How many lines in the entries below contain the string "railing"? Reply with the number alone.

Items from a data source
+++

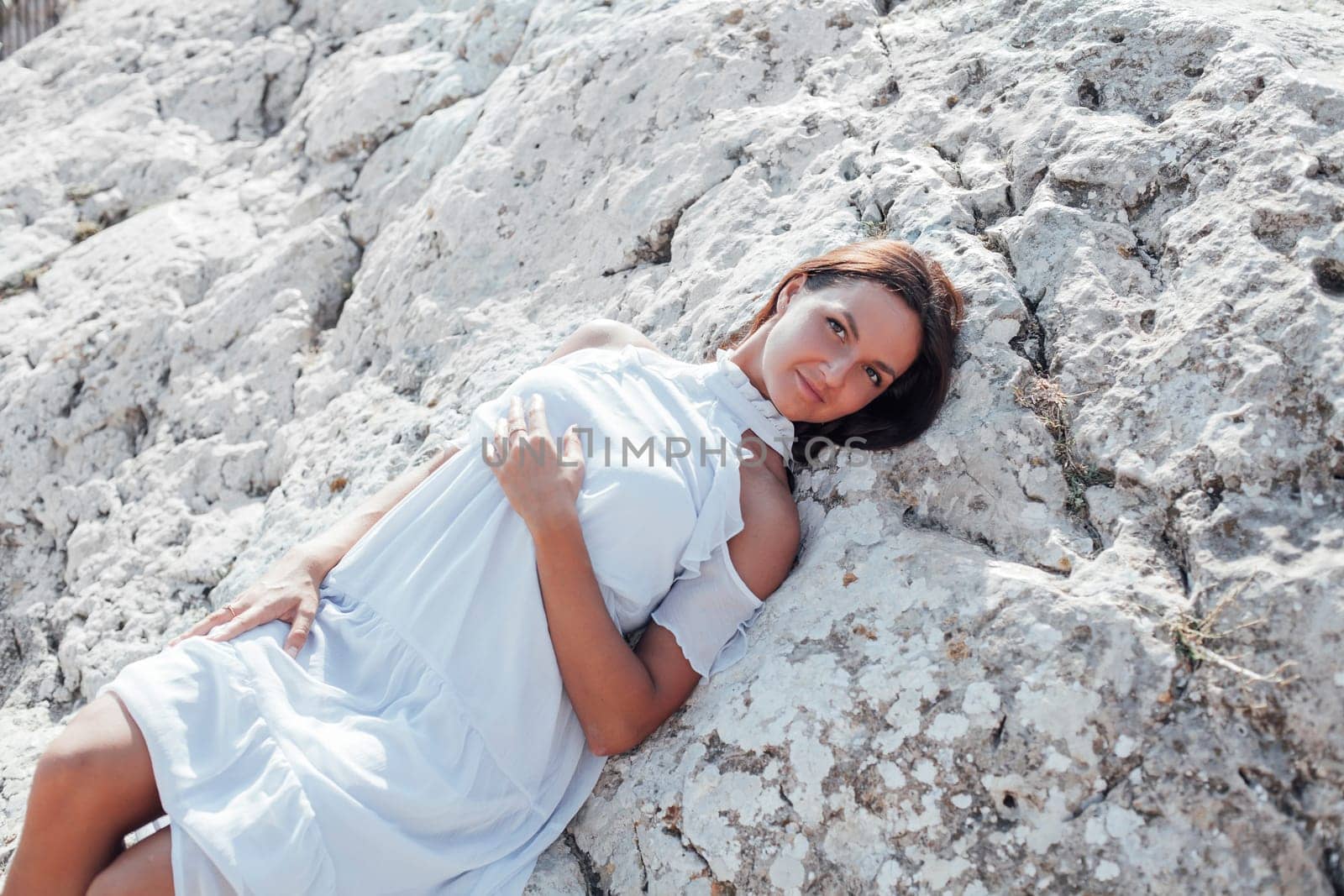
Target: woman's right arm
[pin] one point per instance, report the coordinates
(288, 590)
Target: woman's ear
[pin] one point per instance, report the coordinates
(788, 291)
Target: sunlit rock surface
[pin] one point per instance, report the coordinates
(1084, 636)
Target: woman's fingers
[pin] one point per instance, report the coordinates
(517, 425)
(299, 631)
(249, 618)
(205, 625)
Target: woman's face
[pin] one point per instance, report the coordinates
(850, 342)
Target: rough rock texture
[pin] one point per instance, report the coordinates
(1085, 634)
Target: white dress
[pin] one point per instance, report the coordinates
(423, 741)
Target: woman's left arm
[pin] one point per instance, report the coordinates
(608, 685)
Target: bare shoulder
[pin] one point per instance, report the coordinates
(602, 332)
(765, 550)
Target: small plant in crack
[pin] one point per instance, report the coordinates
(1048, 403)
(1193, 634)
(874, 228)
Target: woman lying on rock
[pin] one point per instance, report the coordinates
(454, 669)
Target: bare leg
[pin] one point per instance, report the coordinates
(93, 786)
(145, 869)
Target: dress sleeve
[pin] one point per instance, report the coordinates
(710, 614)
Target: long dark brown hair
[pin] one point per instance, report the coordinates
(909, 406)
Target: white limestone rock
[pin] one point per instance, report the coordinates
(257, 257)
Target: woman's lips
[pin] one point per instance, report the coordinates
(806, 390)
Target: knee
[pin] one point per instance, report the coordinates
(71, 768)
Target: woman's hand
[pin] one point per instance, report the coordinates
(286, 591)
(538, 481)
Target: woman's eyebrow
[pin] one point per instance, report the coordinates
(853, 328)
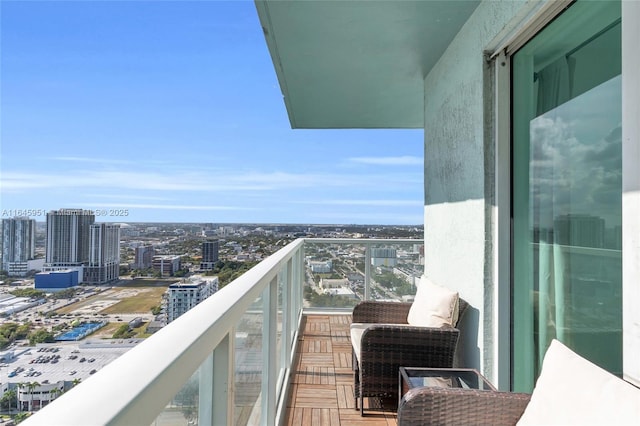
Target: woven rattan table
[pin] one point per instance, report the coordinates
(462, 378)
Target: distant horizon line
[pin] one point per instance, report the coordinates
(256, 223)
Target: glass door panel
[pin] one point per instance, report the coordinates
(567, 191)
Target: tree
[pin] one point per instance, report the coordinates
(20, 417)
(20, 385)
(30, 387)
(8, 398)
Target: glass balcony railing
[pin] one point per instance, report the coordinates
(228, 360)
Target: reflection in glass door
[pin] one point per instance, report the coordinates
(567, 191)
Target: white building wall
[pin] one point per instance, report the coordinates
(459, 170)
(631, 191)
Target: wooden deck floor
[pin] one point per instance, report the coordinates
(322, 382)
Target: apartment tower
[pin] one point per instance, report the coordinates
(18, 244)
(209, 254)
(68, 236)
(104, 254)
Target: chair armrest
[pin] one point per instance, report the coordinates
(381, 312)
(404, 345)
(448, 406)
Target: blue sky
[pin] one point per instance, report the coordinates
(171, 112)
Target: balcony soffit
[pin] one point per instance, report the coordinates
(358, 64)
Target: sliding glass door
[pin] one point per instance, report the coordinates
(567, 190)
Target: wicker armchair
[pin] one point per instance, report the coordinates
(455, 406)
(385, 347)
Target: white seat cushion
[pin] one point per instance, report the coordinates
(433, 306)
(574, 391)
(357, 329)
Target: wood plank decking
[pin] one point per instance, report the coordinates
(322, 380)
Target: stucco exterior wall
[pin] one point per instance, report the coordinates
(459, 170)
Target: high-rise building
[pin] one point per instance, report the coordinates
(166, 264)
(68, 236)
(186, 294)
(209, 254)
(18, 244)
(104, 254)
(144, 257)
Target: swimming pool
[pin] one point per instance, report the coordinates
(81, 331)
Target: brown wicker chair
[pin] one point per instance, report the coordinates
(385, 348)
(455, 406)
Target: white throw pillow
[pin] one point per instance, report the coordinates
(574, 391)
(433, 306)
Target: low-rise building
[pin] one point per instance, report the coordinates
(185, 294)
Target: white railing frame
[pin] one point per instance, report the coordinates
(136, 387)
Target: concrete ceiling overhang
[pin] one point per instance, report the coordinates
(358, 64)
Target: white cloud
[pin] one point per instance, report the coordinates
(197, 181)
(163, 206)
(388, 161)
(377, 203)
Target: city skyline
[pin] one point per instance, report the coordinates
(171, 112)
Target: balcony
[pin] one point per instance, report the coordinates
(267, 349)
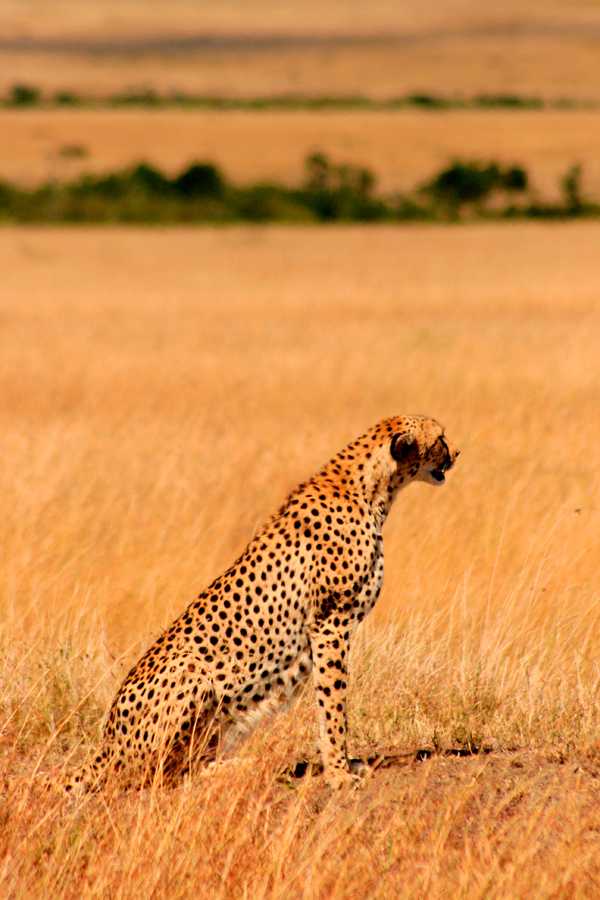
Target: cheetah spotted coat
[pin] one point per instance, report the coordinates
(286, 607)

+++

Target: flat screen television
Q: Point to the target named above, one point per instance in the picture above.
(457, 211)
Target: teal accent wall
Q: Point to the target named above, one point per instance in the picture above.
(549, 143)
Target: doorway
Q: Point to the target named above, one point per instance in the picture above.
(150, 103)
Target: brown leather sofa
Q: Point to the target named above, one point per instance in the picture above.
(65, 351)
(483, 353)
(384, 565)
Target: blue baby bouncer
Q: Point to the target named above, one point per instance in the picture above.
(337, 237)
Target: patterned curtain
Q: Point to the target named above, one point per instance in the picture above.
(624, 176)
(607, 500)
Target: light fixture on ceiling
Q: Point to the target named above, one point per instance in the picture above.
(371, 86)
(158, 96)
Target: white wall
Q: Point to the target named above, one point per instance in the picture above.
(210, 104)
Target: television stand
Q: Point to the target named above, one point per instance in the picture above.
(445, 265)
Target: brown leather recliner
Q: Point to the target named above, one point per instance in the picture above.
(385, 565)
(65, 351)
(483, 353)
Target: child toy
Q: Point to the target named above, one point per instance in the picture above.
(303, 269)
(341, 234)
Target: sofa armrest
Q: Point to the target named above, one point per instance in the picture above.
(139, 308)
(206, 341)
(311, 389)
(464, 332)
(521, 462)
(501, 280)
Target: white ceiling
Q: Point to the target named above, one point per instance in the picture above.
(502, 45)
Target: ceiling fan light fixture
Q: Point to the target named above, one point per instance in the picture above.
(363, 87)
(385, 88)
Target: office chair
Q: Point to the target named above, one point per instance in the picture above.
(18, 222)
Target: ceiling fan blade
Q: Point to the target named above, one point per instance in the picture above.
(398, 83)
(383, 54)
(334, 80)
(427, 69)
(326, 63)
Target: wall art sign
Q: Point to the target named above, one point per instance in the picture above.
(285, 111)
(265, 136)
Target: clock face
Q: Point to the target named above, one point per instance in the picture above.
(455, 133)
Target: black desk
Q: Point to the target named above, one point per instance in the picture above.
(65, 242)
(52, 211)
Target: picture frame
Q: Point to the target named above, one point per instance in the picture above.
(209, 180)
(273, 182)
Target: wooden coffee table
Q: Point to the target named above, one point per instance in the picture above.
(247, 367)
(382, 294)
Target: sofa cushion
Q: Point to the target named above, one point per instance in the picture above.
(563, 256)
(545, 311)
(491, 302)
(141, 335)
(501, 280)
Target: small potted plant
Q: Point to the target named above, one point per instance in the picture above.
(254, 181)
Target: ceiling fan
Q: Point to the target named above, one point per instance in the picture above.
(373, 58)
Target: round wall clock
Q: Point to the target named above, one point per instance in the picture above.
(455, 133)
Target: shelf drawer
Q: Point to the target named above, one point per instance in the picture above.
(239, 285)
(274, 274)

+++

**SOLUTION TO THIS EXERCISE:** 2